Text shown:
For several critical minutes, a Bronx firefighter testified yesterday, he couldn't find the flames that ultimately trapped his colleagues inside an illegally subdivided apartment, leading to two deaths from catastrophic injuries when they jumped out the window.

"The smoke was very, very thick - no visibility at all," firefighter Patrick McKenna said, describing his second search of apartment 4L. "You couldn't see anything. There was a lot more heat. In the back of my mind I was thinking the whole time, 'We're missing a room up here somewhere - there's got to be a room filled with fire.'"

Moments later, with McKenna pulling stuff out of a closet, the fire roared out of the nearby kitchen, he said.

"The next thing I know I was surrounded by fire," he testified. "It just lit up on us. It was basically just a big orange glow everywhere. It was coming out with extreme pressure - like a blow torch."

McKenna, assigned to Rescue 3, was able to flee the apartment. Only later, he said, did he learn that six firefighters in other parts of the apartment had been forced to jump 50 feet to a concrete courtyard in a last-ditch effort to cheat death.

Saved data entries:

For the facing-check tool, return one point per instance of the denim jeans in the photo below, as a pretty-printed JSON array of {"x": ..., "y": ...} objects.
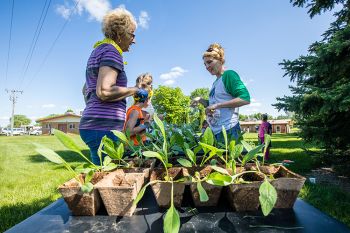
[
  {"x": 93, "y": 138},
  {"x": 232, "y": 134}
]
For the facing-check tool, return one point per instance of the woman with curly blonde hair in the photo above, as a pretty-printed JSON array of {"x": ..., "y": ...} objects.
[
  {"x": 106, "y": 81},
  {"x": 227, "y": 94}
]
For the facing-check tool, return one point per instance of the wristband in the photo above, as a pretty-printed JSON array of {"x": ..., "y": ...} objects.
[{"x": 142, "y": 126}]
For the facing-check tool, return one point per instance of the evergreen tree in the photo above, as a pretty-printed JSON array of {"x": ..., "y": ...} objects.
[{"x": 320, "y": 97}]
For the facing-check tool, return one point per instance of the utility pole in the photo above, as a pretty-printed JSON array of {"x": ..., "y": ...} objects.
[{"x": 13, "y": 99}]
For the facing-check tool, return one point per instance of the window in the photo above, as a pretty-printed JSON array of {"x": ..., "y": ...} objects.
[{"x": 278, "y": 129}]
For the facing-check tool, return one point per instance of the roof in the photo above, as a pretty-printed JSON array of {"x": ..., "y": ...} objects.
[
  {"x": 272, "y": 122},
  {"x": 67, "y": 114}
]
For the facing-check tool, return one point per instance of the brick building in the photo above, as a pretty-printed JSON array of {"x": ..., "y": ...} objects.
[{"x": 68, "y": 123}]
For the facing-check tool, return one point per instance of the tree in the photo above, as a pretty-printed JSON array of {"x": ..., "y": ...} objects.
[
  {"x": 173, "y": 103},
  {"x": 320, "y": 97},
  {"x": 20, "y": 120},
  {"x": 200, "y": 92}
]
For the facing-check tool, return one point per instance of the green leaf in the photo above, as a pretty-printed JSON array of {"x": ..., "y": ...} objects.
[
  {"x": 107, "y": 161},
  {"x": 213, "y": 162},
  {"x": 191, "y": 156},
  {"x": 83, "y": 168},
  {"x": 246, "y": 145},
  {"x": 225, "y": 135},
  {"x": 142, "y": 192},
  {"x": 203, "y": 196},
  {"x": 220, "y": 169},
  {"x": 219, "y": 179},
  {"x": 268, "y": 197},
  {"x": 120, "y": 135},
  {"x": 152, "y": 154},
  {"x": 120, "y": 151},
  {"x": 87, "y": 187},
  {"x": 110, "y": 167},
  {"x": 208, "y": 137},
  {"x": 48, "y": 154},
  {"x": 160, "y": 125},
  {"x": 108, "y": 147},
  {"x": 252, "y": 154},
  {"x": 171, "y": 220},
  {"x": 237, "y": 151},
  {"x": 184, "y": 162},
  {"x": 89, "y": 176}
]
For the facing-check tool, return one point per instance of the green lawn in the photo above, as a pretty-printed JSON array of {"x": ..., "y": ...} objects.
[{"x": 29, "y": 182}]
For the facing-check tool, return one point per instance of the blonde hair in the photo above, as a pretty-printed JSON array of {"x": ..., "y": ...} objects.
[
  {"x": 117, "y": 23},
  {"x": 144, "y": 80},
  {"x": 215, "y": 51},
  {"x": 150, "y": 93}
]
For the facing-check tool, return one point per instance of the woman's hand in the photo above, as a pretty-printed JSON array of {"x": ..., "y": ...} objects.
[
  {"x": 199, "y": 100},
  {"x": 211, "y": 109},
  {"x": 106, "y": 88}
]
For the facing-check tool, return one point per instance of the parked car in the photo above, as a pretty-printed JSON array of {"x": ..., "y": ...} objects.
[
  {"x": 36, "y": 132},
  {"x": 16, "y": 131}
]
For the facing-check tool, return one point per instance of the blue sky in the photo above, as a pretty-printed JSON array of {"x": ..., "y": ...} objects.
[{"x": 171, "y": 38}]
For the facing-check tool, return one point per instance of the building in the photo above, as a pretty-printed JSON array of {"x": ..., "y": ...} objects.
[
  {"x": 278, "y": 126},
  {"x": 68, "y": 123}
]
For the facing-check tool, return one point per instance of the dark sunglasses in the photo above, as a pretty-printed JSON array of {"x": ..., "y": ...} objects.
[{"x": 132, "y": 35}]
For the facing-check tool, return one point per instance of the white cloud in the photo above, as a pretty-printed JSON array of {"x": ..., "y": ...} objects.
[
  {"x": 174, "y": 73},
  {"x": 143, "y": 20},
  {"x": 64, "y": 11},
  {"x": 247, "y": 82},
  {"x": 95, "y": 8},
  {"x": 169, "y": 82},
  {"x": 48, "y": 106}
]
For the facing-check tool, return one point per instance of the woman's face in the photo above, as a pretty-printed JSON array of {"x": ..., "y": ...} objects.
[
  {"x": 213, "y": 65},
  {"x": 128, "y": 39}
]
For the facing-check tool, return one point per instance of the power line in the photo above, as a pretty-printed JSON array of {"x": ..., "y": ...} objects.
[
  {"x": 31, "y": 51},
  {"x": 34, "y": 36},
  {"x": 13, "y": 99},
  {"x": 9, "y": 47},
  {"x": 52, "y": 46}
]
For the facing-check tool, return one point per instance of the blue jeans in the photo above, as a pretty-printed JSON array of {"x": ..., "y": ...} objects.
[
  {"x": 93, "y": 138},
  {"x": 232, "y": 134}
]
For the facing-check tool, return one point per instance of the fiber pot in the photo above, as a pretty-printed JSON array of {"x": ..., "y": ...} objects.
[
  {"x": 81, "y": 204},
  {"x": 118, "y": 190},
  {"x": 287, "y": 185},
  {"x": 146, "y": 168},
  {"x": 213, "y": 192},
  {"x": 162, "y": 190},
  {"x": 245, "y": 197}
]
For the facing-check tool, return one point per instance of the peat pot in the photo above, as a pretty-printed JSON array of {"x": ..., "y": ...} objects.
[
  {"x": 245, "y": 197},
  {"x": 146, "y": 169},
  {"x": 81, "y": 204},
  {"x": 162, "y": 190},
  {"x": 118, "y": 190},
  {"x": 213, "y": 191},
  {"x": 287, "y": 185}
]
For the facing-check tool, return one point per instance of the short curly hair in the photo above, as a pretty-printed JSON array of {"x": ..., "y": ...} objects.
[
  {"x": 117, "y": 23},
  {"x": 215, "y": 51}
]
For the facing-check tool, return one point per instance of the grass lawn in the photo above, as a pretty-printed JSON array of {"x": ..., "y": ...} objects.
[{"x": 29, "y": 182}]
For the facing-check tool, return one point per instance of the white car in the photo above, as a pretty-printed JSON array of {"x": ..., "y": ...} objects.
[
  {"x": 36, "y": 132},
  {"x": 16, "y": 131}
]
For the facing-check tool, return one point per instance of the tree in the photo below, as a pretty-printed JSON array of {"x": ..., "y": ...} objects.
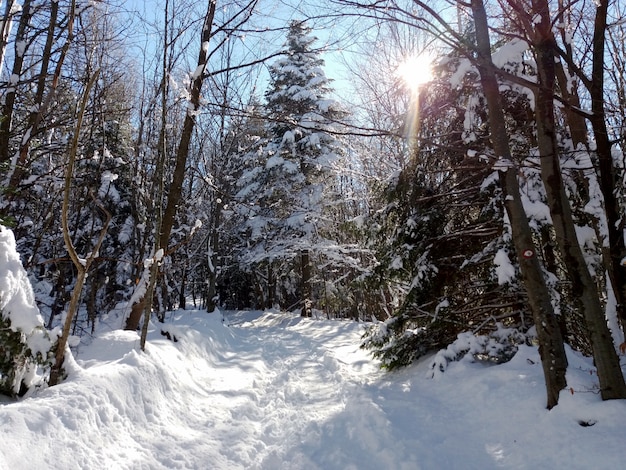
[
  {"x": 289, "y": 183},
  {"x": 24, "y": 342}
]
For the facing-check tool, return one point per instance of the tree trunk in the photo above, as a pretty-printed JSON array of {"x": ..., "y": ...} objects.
[
  {"x": 11, "y": 93},
  {"x": 81, "y": 265},
  {"x": 611, "y": 379},
  {"x": 175, "y": 187},
  {"x": 607, "y": 172},
  {"x": 551, "y": 349},
  {"x": 307, "y": 302}
]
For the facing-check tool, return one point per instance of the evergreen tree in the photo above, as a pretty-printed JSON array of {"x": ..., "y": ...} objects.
[{"x": 287, "y": 191}]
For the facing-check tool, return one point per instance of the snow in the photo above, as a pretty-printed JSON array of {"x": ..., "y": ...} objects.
[
  {"x": 504, "y": 269},
  {"x": 266, "y": 390},
  {"x": 17, "y": 300}
]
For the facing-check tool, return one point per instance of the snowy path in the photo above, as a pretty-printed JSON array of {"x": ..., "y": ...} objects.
[{"x": 268, "y": 391}]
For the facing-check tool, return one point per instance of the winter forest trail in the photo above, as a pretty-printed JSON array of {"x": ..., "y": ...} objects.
[{"x": 271, "y": 391}]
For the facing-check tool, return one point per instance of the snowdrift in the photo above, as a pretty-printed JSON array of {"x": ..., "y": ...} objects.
[{"x": 254, "y": 390}]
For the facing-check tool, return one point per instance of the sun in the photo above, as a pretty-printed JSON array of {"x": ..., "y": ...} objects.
[{"x": 416, "y": 70}]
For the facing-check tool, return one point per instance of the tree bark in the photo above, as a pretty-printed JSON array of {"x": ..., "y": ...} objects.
[
  {"x": 81, "y": 265},
  {"x": 551, "y": 349},
  {"x": 305, "y": 259},
  {"x": 175, "y": 187},
  {"x": 607, "y": 171},
  {"x": 8, "y": 106},
  {"x": 610, "y": 376}
]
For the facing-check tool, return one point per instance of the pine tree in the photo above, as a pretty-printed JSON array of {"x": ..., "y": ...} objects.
[{"x": 288, "y": 188}]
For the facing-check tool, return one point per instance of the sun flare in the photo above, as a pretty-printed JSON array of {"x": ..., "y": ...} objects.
[{"x": 416, "y": 70}]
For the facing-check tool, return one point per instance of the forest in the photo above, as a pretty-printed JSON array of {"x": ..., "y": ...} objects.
[{"x": 449, "y": 173}]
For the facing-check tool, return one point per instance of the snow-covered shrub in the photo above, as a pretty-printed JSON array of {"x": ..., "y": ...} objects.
[
  {"x": 24, "y": 342},
  {"x": 497, "y": 347},
  {"x": 397, "y": 342}
]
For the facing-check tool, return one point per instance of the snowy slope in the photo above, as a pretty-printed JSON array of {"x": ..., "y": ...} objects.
[{"x": 253, "y": 390}]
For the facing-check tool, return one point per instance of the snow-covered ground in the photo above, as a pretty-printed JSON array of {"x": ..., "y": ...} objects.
[{"x": 255, "y": 390}]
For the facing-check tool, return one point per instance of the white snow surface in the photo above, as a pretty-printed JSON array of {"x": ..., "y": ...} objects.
[{"x": 268, "y": 390}]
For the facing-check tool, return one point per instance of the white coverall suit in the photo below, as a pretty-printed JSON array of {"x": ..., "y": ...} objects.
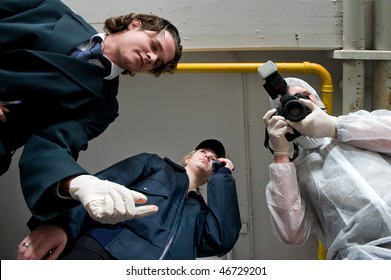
[{"x": 339, "y": 189}]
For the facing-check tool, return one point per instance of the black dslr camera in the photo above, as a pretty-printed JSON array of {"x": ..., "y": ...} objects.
[
  {"x": 216, "y": 165},
  {"x": 291, "y": 108}
]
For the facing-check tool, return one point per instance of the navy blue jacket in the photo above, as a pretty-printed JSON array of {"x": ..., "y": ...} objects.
[
  {"x": 65, "y": 102},
  {"x": 185, "y": 227}
]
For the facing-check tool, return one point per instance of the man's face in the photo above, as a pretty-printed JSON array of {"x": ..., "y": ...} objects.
[
  {"x": 202, "y": 160},
  {"x": 144, "y": 50}
]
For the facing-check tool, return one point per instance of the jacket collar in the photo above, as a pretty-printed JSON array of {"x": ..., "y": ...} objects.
[{"x": 175, "y": 165}]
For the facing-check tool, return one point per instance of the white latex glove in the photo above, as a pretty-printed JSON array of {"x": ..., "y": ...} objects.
[
  {"x": 108, "y": 202},
  {"x": 317, "y": 124},
  {"x": 277, "y": 127}
]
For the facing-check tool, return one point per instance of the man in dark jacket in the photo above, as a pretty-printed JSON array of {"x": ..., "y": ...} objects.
[
  {"x": 185, "y": 227},
  {"x": 65, "y": 102}
]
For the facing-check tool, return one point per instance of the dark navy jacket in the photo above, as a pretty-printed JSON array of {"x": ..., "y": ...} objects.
[
  {"x": 185, "y": 227},
  {"x": 65, "y": 102}
]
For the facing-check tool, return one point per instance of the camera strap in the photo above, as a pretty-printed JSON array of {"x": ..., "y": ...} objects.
[{"x": 295, "y": 147}]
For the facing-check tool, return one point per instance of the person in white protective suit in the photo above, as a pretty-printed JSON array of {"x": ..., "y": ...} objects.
[{"x": 339, "y": 186}]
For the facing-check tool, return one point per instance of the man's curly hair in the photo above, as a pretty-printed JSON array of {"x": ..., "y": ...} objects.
[{"x": 152, "y": 23}]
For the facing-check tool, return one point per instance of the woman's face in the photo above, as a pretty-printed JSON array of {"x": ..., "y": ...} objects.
[
  {"x": 143, "y": 50},
  {"x": 292, "y": 90}
]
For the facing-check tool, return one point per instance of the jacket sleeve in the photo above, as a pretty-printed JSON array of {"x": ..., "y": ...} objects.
[
  {"x": 223, "y": 221},
  {"x": 76, "y": 221},
  {"x": 285, "y": 204},
  {"x": 367, "y": 130}
]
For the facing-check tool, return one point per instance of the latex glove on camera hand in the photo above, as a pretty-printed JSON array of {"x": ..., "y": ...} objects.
[
  {"x": 108, "y": 202},
  {"x": 317, "y": 124},
  {"x": 277, "y": 127}
]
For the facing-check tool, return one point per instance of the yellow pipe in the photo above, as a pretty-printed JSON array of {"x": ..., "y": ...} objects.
[{"x": 303, "y": 68}]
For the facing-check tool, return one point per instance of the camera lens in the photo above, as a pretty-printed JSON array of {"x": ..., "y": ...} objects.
[{"x": 295, "y": 111}]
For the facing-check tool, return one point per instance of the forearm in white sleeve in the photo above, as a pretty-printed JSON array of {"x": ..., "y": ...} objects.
[
  {"x": 367, "y": 130},
  {"x": 285, "y": 204}
]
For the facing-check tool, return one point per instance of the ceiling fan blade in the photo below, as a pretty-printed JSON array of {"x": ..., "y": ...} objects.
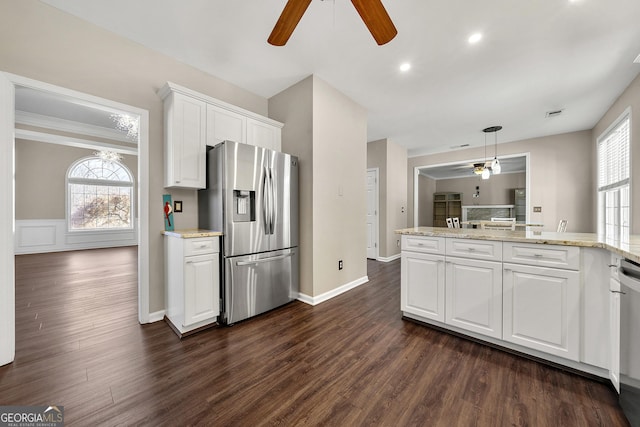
[
  {"x": 289, "y": 18},
  {"x": 376, "y": 19}
]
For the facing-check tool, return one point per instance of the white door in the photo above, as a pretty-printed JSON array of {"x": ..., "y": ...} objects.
[
  {"x": 542, "y": 309},
  {"x": 473, "y": 295},
  {"x": 614, "y": 330},
  {"x": 372, "y": 213},
  {"x": 422, "y": 285},
  {"x": 201, "y": 300}
]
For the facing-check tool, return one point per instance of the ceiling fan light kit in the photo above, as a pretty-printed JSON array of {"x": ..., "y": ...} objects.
[{"x": 372, "y": 13}]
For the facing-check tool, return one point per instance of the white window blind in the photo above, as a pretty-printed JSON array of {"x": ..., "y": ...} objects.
[
  {"x": 613, "y": 157},
  {"x": 614, "y": 204}
]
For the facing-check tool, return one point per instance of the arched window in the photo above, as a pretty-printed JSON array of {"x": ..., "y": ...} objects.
[{"x": 100, "y": 195}]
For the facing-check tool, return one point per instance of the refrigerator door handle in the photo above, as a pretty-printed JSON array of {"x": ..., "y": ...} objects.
[
  {"x": 273, "y": 203},
  {"x": 263, "y": 260},
  {"x": 265, "y": 201}
]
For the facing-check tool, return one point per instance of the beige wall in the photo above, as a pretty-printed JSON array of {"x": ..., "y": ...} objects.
[
  {"x": 294, "y": 107},
  {"x": 41, "y": 171},
  {"x": 629, "y": 98},
  {"x": 426, "y": 188},
  {"x": 561, "y": 177},
  {"x": 333, "y": 208},
  {"x": 391, "y": 160},
  {"x": 43, "y": 43}
]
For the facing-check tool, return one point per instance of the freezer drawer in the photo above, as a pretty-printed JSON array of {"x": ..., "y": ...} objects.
[{"x": 258, "y": 283}]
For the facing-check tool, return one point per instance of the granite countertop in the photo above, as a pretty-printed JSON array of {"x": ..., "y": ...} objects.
[
  {"x": 629, "y": 250},
  {"x": 191, "y": 233}
]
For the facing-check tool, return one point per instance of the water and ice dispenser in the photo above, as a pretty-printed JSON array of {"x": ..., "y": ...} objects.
[{"x": 244, "y": 206}]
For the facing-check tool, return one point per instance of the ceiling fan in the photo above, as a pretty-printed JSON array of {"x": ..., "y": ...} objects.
[{"x": 372, "y": 12}]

What you need to do:
(a) Answer these questions about the Bronx fire account.
(i) Which unit was McKenna assigned to?
(ii) Which apartment was he searching a second time?
(iii) How far did the six firefighters have to jump?
(b) Edit the Bronx fire account from "Moments later, with" to "to cheat death.", changing "kitchen" to "hallway".
(c) Summarize the Bronx fire account in two sentences.

Answers to the tasks:
(a)
(i) Rescue 3
(ii) Apartment 4L
(iii) 50 feet

(b)
Moments later, with McKenna pulling stuff out of a closet, the fire roared out of the nearby hallway, he said.

"The next thing I know I was surrounded by fire," he testified. "It just lit up on us. It was basically just a big orange glow everywhere. It was coming out with extreme pressure - like a blow torch."

McKenna, assigned to Rescue 3, was able to flee the apartment. Only later, he said, did he learn that six firefighters in other parts of the apartment had been forced to jump 50 feet to a concrete courtyard in a last-ditch effort to cheat death.

(c) Bronx firefighter Patrick McKenna testified that during his second search of apartment 4L, in an illegally subdivided apartment, thick smoke kept him from finding the fire until it roared out of the kitchen and surrounded him. He got out, but six firefighters elsewhere in the apartment were forced to jump 50 feet to a concrete courtyard, and two of them died from their injuries.